Data breaches like iCloud, or Target or the suspected breach at
Home Depot, or the countless ones before and certainly the untold many that have yet to come, are repeated reminders that traditional “security”, passwords and PINs aren’t enough, cybercriminals will always find a way to beat the system (both from the outside,
or even worse, from the
inside). Instead of simply trying to keep the bad guys out (which clearly is not working within current deployments), we need to adopt multiple layers of security and multiple factors of authentication which will help ensure that the user accessing the
information is who they purport to be. Strong security must prevail, and the same strength of security must be applied to all aspects of the customer experience: enrolment/registration, usage, and especially transaction and exception processing.
I know many readers will respond to this by saying that multilayer/multifactor authentication will only add complexity to the process, complexity that will draw the ire of end users and customers. For those of us in the transaction security business however,
we already know that multilayer, multifactor authentication must be low friction or even frictionless and invisible in some layers. Ipso facto, the real benefit of a multi-layer/factor approach is that it’s virtually impossible for the fraudster to figure
out what “invisible” layers are being applied and, if you don’t know what security is being applied, it’s extremely difficult if not impossible to break the model. Even if the fraudster does manage to compromise one layer, it’s not a case of break one layer
and the fraudster is in.
Today, we are beginning to see banks, financial institutions and solution providers, like FICO, embracing strong authentication technologies such as: voice biometrics, location correlation, trusted channel Out of Band (OOB) communications and trusted device
(such as a mobile phone), and most importantly transaction verification. The objective is to ensure their customers valuable data and money is protected. It may seem cynical, but in an increasingly mobile and interconnected digital world, we may never truly
eliminate identity theft and data breaches, but we can achieve significant progress through the adoption of strong authentication, whereby we can ensure that should your personal data be stolen, it can be rendered unusable because of additional security and
transaction verification steps.
====================
### Stated exercise a
In the passage on data breaches, which solution provider is named as embracing strong authentication technologies?
The passage and the entries have nothing to do with each other.

### Records
====================
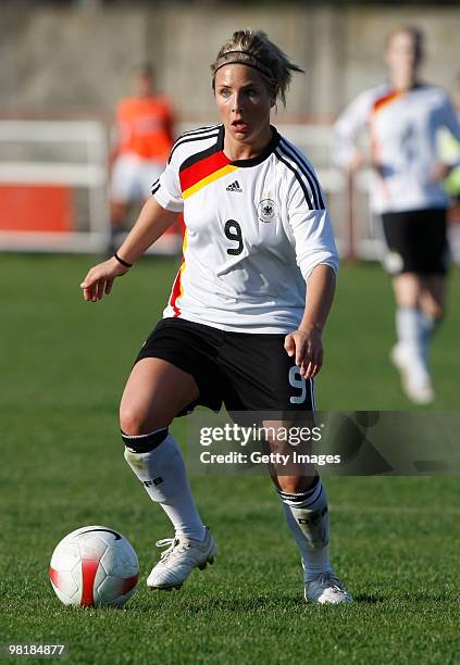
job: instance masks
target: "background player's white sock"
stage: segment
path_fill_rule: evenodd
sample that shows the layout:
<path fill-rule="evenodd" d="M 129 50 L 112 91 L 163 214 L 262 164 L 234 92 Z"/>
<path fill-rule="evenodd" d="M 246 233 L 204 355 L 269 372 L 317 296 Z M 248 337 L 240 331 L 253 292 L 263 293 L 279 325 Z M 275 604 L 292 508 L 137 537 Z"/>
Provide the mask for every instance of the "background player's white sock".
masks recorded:
<path fill-rule="evenodd" d="M 152 501 L 166 513 L 176 535 L 203 540 L 204 526 L 196 509 L 184 459 L 174 437 L 167 430 L 122 436 L 126 446 L 126 462 Z"/>
<path fill-rule="evenodd" d="M 322 573 L 332 573 L 327 543 L 330 518 L 326 490 L 321 478 L 306 492 L 288 494 L 278 490 L 287 526 L 293 534 L 302 559 L 304 581 Z"/>
<path fill-rule="evenodd" d="M 430 352 L 430 341 L 431 341 L 433 331 L 438 321 L 434 318 L 433 316 L 428 316 L 427 314 L 424 314 L 421 310 L 418 310 L 417 314 L 418 314 L 418 326 L 420 330 L 420 342 L 422 347 L 422 353 L 423 353 L 425 361 L 427 362 L 428 352 Z"/>
<path fill-rule="evenodd" d="M 398 341 L 407 352 L 414 357 L 423 359 L 422 336 L 420 312 L 417 308 L 397 308 L 396 310 L 396 332 Z"/>

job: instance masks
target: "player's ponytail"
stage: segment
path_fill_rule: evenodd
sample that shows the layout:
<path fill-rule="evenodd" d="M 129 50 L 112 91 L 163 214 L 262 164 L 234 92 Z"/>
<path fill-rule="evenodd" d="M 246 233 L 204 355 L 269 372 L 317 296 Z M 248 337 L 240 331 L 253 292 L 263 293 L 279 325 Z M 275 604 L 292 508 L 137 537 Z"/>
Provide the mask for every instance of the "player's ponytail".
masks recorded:
<path fill-rule="evenodd" d="M 215 86 L 216 72 L 226 64 L 246 64 L 261 74 L 273 104 L 279 99 L 286 105 L 286 91 L 293 78 L 293 72 L 303 72 L 289 61 L 284 53 L 262 30 L 237 30 L 224 43 L 217 58 L 211 65 L 212 89 Z"/>

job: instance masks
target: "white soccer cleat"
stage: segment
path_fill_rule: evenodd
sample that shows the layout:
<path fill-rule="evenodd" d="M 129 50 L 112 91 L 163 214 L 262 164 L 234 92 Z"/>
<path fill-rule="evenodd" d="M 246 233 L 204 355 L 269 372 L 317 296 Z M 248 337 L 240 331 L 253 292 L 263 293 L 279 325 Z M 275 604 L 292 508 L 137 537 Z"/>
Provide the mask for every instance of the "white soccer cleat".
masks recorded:
<path fill-rule="evenodd" d="M 216 547 L 208 527 L 202 541 L 178 535 L 159 540 L 156 544 L 158 548 L 170 548 L 162 553 L 147 578 L 150 589 L 181 589 L 194 568 L 203 570 L 208 564 L 214 563 Z"/>
<path fill-rule="evenodd" d="M 432 379 L 426 364 L 401 344 L 393 347 L 389 359 L 401 375 L 402 389 L 415 404 L 431 404 L 435 399 Z"/>
<path fill-rule="evenodd" d="M 306 582 L 304 597 L 306 601 L 313 601 L 320 605 L 353 602 L 352 597 L 333 573 L 322 573 L 312 581 Z"/>

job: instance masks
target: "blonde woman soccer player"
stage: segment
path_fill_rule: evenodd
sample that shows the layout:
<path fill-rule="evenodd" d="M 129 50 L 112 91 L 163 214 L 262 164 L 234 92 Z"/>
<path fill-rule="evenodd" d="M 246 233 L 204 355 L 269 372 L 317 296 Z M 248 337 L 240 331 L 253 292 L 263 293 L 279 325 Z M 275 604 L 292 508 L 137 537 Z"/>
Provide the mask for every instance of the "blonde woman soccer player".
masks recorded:
<path fill-rule="evenodd" d="M 184 262 L 121 403 L 126 461 L 175 530 L 158 543 L 170 548 L 148 577 L 154 589 L 181 587 L 215 554 L 167 429 L 173 418 L 197 404 L 313 409 L 338 259 L 311 164 L 270 124 L 293 71 L 301 70 L 264 33 L 237 32 L 224 43 L 212 65 L 221 124 L 176 141 L 129 236 L 82 284 L 87 301 L 100 300 L 184 212 Z M 273 477 L 301 553 L 306 598 L 350 602 L 331 567 L 316 470 Z"/>
<path fill-rule="evenodd" d="M 388 38 L 388 83 L 362 92 L 336 124 L 338 161 L 356 171 L 374 167 L 371 202 L 382 215 L 385 260 L 393 275 L 397 344 L 391 362 L 415 403 L 435 393 L 428 371 L 432 331 L 443 316 L 447 272 L 446 209 L 443 180 L 455 164 L 439 161 L 437 131 L 447 127 L 460 138 L 453 106 L 439 88 L 419 79 L 423 58 L 420 30 L 402 27 Z M 357 139 L 366 128 L 370 159 Z"/>

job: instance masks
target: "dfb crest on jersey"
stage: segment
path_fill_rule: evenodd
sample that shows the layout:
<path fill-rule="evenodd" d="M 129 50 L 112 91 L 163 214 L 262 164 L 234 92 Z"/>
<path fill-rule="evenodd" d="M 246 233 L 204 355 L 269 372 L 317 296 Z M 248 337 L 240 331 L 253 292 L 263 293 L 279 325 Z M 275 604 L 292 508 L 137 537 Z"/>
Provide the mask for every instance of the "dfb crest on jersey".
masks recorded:
<path fill-rule="evenodd" d="M 276 203 L 273 199 L 262 199 L 257 206 L 257 213 L 259 219 L 268 224 L 276 217 Z"/>

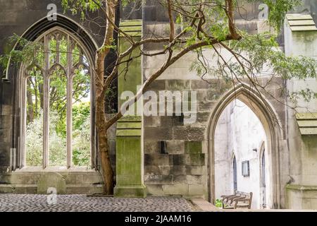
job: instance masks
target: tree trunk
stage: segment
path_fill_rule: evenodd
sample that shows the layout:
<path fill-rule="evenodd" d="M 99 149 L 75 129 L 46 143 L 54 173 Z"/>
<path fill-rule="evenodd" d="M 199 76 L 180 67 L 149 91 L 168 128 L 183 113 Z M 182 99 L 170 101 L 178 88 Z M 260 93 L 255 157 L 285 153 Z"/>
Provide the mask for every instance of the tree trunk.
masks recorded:
<path fill-rule="evenodd" d="M 105 37 L 102 47 L 98 49 L 96 55 L 96 126 L 98 136 L 98 150 L 101 159 L 102 173 L 104 176 L 104 193 L 106 195 L 113 194 L 113 171 L 110 161 L 109 145 L 108 143 L 107 130 L 110 127 L 106 118 L 106 91 L 110 87 L 104 84 L 104 61 L 110 51 L 108 46 L 112 44 L 113 39 L 113 25 L 111 23 L 115 21 L 116 0 L 107 1 L 105 11 L 108 18 L 106 29 Z M 111 20 L 111 21 L 109 21 Z"/>
<path fill-rule="evenodd" d="M 30 81 L 28 81 L 28 85 L 30 85 Z M 29 90 L 27 90 L 27 121 L 30 123 L 32 122 L 34 120 L 34 109 L 33 109 L 34 106 L 32 93 Z"/>
<path fill-rule="evenodd" d="M 111 195 L 113 194 L 113 171 L 110 161 L 108 134 L 106 129 L 105 100 L 102 98 L 102 96 L 97 98 L 96 101 L 98 150 L 101 160 L 101 163 L 104 182 L 104 193 L 106 195 Z"/>

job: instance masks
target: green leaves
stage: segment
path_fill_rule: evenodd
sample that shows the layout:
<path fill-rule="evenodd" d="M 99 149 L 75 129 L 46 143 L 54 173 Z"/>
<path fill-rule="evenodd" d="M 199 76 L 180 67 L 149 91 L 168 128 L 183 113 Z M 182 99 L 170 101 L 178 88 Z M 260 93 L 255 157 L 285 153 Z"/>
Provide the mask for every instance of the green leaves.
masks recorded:
<path fill-rule="evenodd" d="M 103 6 L 101 0 L 62 0 L 61 4 L 64 11 L 69 10 L 73 15 L 80 13 L 82 20 L 87 11 L 94 12 Z"/>

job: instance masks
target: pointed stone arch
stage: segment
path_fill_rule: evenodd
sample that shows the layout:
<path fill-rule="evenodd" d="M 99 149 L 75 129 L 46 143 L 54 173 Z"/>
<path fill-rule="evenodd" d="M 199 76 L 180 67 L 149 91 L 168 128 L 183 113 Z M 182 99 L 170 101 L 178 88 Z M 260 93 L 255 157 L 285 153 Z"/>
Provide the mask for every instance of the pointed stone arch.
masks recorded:
<path fill-rule="evenodd" d="M 211 111 L 207 127 L 209 199 L 215 202 L 215 145 L 214 136 L 218 120 L 227 105 L 238 99 L 247 105 L 258 117 L 264 129 L 268 144 L 271 183 L 271 208 L 280 207 L 280 183 L 279 170 L 279 140 L 282 134 L 280 119 L 274 108 L 257 90 L 241 83 L 226 92 L 219 98 Z"/>
<path fill-rule="evenodd" d="M 71 36 L 77 43 L 79 43 L 80 46 L 83 49 L 83 54 L 87 57 L 87 61 L 89 61 L 90 65 L 93 65 L 94 62 L 95 53 L 98 48 L 98 45 L 96 41 L 92 37 L 92 36 L 89 34 L 89 32 L 81 26 L 79 23 L 75 22 L 75 20 L 65 16 L 63 15 L 57 14 L 57 20 L 49 20 L 46 17 L 44 17 L 36 23 L 33 23 L 31 26 L 30 26 L 21 35 L 21 37 L 24 39 L 26 39 L 29 41 L 37 41 L 39 40 L 41 37 L 43 37 L 44 34 L 49 33 L 50 31 L 54 30 L 59 30 L 63 33 L 68 34 Z M 13 49 L 15 50 L 20 49 L 21 47 L 15 44 L 13 47 Z M 23 133 L 22 127 L 23 126 L 23 114 L 22 114 L 23 111 L 21 110 L 21 107 L 23 105 L 22 102 L 24 100 L 21 98 L 21 96 L 25 91 L 23 89 L 20 88 L 23 86 L 24 80 L 23 76 L 23 65 L 20 63 L 14 63 L 11 62 L 8 64 L 8 66 L 6 71 L 6 81 L 7 82 L 12 83 L 12 85 L 14 87 L 14 97 L 15 104 L 13 105 L 13 112 L 16 112 L 16 117 L 13 118 L 13 130 L 12 133 L 12 141 L 13 143 L 13 146 L 16 147 L 16 153 L 15 155 L 15 162 L 14 164 L 15 167 L 12 169 L 15 170 L 15 167 L 21 168 L 24 166 L 23 160 L 25 159 L 23 151 L 22 150 L 23 148 L 22 147 L 22 144 L 23 143 L 23 137 L 21 136 Z M 93 76 L 93 73 L 90 73 L 92 76 Z M 91 79 L 92 86 L 91 86 L 91 93 L 93 95 L 94 93 L 94 79 Z M 92 100 L 94 97 L 92 97 Z M 92 125 L 94 126 L 94 101 L 92 102 L 91 106 L 91 117 L 92 117 Z M 96 167 L 97 166 L 97 151 L 96 150 L 96 135 L 95 130 L 94 126 L 92 127 L 92 139 L 93 138 L 93 143 L 92 143 L 92 148 L 93 148 L 93 151 L 92 151 L 91 157 L 92 157 L 92 165 L 93 167 Z"/>

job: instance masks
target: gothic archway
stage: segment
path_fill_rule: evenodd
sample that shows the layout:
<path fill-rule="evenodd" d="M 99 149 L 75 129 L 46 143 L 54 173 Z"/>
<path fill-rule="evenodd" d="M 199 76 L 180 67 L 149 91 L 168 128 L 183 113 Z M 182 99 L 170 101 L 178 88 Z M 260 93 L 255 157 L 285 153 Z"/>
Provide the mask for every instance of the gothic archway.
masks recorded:
<path fill-rule="evenodd" d="M 280 208 L 279 138 L 280 121 L 270 103 L 259 93 L 246 84 L 240 84 L 225 93 L 213 107 L 207 128 L 209 150 L 209 198 L 215 203 L 215 144 L 214 136 L 218 120 L 227 105 L 238 99 L 247 105 L 261 122 L 267 138 L 271 208 Z"/>

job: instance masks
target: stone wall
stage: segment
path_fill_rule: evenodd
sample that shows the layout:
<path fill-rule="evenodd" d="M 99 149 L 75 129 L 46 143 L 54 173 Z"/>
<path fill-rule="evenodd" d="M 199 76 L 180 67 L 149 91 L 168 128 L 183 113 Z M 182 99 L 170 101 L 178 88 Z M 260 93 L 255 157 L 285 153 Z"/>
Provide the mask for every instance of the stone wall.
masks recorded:
<path fill-rule="evenodd" d="M 232 101 L 223 110 L 215 133 L 215 181 L 216 197 L 232 194 L 233 156 L 237 162 L 237 189 L 244 192 L 252 192 L 253 208 L 261 208 L 263 203 L 261 157 L 267 149 L 265 131 L 261 121 L 252 110 L 239 100 Z M 255 150 L 254 150 L 255 149 Z M 268 151 L 266 158 L 266 203 L 271 198 L 269 189 L 269 165 Z M 242 162 L 249 161 L 249 176 L 242 176 Z"/>
<path fill-rule="evenodd" d="M 316 16 L 315 16 L 316 20 Z M 287 56 L 306 56 L 317 59 L 317 32 L 292 32 L 287 23 L 285 27 L 285 54 Z M 287 90 L 296 92 L 310 89 L 317 92 L 316 78 L 304 81 L 292 79 L 287 82 Z M 287 186 L 288 208 L 317 208 L 317 135 L 302 135 L 295 113 L 317 112 L 317 100 L 298 100 L 296 107 L 287 109 L 287 132 L 290 148 L 290 178 Z M 311 122 L 313 126 L 313 122 Z"/>

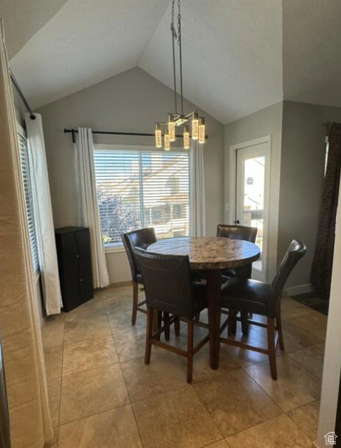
====================
### Stated exercise b
Extract the Records word for word, starting at the beginning of the entries and ending at the line that contains "398 341 L 407", with both of those lines included. Leave the pictures out.

### Output a
FICO

### Output b
job: instance masks
target: "background player's white sock"
stage: segment
path_fill_rule: evenodd
sample that shows the layout:
<path fill-rule="evenodd" d="M 129 50 L 112 91 L 163 214 L 262 164 L 234 92 Z"/>
<path fill-rule="evenodd" d="M 246 233 L 204 355 L 269 372 L 317 296 Z M 248 337 L 240 331 L 253 292 L 263 293 L 279 325 Z M 275 604 L 292 508 L 137 537 Z"/>
Provide the mask for every instance of the "background player's white sock".
masks recorded:
<path fill-rule="evenodd" d="M 152 501 L 166 513 L 176 535 L 203 540 L 204 526 L 196 509 L 184 459 L 174 437 L 167 430 L 122 436 L 126 446 L 126 462 Z"/>
<path fill-rule="evenodd" d="M 322 573 L 332 573 L 327 543 L 330 518 L 326 490 L 321 478 L 306 492 L 288 494 L 278 490 L 287 526 L 293 534 L 302 559 L 304 581 Z"/>
<path fill-rule="evenodd" d="M 430 352 L 430 341 L 431 341 L 433 331 L 438 321 L 434 318 L 433 316 L 428 316 L 427 314 L 424 314 L 421 310 L 418 310 L 417 314 L 418 314 L 418 326 L 420 330 L 420 342 L 422 347 L 422 353 L 423 353 L 425 361 L 427 362 L 428 352 Z"/>
<path fill-rule="evenodd" d="M 398 341 L 407 352 L 414 357 L 423 359 L 422 336 L 420 312 L 417 308 L 397 308 L 396 310 L 396 332 Z"/>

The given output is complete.